PROMPT: All entries must be extracted exactly, with nothing added or dropped.
········
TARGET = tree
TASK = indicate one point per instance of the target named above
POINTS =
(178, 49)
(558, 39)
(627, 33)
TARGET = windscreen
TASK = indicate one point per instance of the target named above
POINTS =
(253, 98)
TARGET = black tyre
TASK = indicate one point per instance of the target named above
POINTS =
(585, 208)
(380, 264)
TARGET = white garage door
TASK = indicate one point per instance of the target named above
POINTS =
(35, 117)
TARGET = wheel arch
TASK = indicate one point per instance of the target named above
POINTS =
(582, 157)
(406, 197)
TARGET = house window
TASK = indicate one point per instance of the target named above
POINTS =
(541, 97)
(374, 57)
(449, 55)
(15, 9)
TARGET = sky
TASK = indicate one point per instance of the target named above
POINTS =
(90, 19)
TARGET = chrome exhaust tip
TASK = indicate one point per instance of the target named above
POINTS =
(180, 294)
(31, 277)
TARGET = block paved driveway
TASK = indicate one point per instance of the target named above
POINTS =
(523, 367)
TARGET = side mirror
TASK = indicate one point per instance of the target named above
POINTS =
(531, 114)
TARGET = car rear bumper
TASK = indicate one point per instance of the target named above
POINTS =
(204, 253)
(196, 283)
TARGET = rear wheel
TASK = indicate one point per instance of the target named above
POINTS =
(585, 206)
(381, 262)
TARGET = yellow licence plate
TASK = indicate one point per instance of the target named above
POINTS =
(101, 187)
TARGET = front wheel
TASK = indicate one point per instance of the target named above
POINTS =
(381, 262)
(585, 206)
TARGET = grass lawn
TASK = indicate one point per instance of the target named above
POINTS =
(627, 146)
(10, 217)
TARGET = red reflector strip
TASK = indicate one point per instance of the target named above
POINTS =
········
CORRECT RESULT:
TARGET = tree
TASK = indicate one point per instance of the target named above
POINTS =
(178, 49)
(558, 39)
(627, 33)
TARGET = windscreen
TASK = indicate one point per instance of the target named above
POINTS =
(253, 98)
TARGET = black tyre
TASK = indicate one point per instance of the target named above
POINTS =
(585, 208)
(380, 264)
TARGET = white garage door
TASK = indicate one point per instance of the target named above
POINTS =
(35, 117)
TARGET = wheel arch
TASK = indicate one point per instance of the target named above
POINTS =
(582, 157)
(406, 197)
TARGET = house window
TASK = indicate one point per instance of the target named above
POINTS =
(541, 97)
(374, 57)
(449, 55)
(15, 9)
TARGET = sky
TASK = indicate one point per instance of the target named above
POINTS =
(90, 19)
TARGET = chrome exhaust tip
TASK = indicate one point per instance of the target named above
POINTS =
(180, 294)
(31, 277)
TARGET = block paved driveway
TASK = indicate one point per instance of the target named above
POINTS =
(523, 367)
TARGET = side mirror
TASK = indicate one point per instance of the target named above
POINTS =
(531, 114)
TARGET = car rear bumper
TASK = indicate one point per instance of the target named above
POINTS =
(204, 253)
(196, 283)
TARGET = rear wheel
TASK = indicate one point per instance of the target named above
POINTS =
(585, 206)
(381, 262)
TARGET = yellow licence plate
TASK = indicate one point per instance of the target named above
POINTS =
(101, 187)
TARGET = front wheel
TASK = indicate one point per instance of the target named above
POINTS =
(381, 262)
(585, 206)
TARGET = grass lawn
TASK = indicate one point per instance of the target named above
POINTS =
(627, 146)
(10, 217)
TARGET = red reflector strip
TASK = indicate one point per instance of the target named above
POINTS =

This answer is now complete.